Given instruction:
Convert the lines of the entries below, from the line containing "tomato piece in the image above." through the end of the entries, into a JSON list of strings with one string per line. Leave out blank lines.

[Stored items from a collection]
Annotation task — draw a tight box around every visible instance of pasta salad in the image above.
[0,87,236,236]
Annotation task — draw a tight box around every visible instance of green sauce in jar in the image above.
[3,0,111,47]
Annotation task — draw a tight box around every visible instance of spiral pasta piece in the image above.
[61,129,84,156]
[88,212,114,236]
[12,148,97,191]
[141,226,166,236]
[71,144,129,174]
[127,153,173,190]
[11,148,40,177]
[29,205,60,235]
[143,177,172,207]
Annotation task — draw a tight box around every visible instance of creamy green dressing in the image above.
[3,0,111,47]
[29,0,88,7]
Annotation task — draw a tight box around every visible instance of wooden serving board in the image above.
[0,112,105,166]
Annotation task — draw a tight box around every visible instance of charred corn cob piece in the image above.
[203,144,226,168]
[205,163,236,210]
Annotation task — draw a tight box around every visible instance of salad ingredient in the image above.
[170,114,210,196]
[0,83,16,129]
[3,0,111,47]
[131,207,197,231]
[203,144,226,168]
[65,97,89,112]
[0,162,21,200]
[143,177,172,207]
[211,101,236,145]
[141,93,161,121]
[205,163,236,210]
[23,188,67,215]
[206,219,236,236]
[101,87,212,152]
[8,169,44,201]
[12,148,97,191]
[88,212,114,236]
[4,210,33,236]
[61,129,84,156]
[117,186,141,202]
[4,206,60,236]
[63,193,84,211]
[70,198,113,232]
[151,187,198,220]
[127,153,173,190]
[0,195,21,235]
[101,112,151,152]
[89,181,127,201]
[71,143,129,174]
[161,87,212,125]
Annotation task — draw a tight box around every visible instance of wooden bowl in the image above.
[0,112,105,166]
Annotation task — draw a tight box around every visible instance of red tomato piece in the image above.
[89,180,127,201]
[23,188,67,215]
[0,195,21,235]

Output below:
[
  "Annotation task — draw a tight box around every visible instance of red tomato piece in the image above.",
  "[89,180,127,201]",
  "[23,188,67,215]",
  "[0,195,21,235]"
]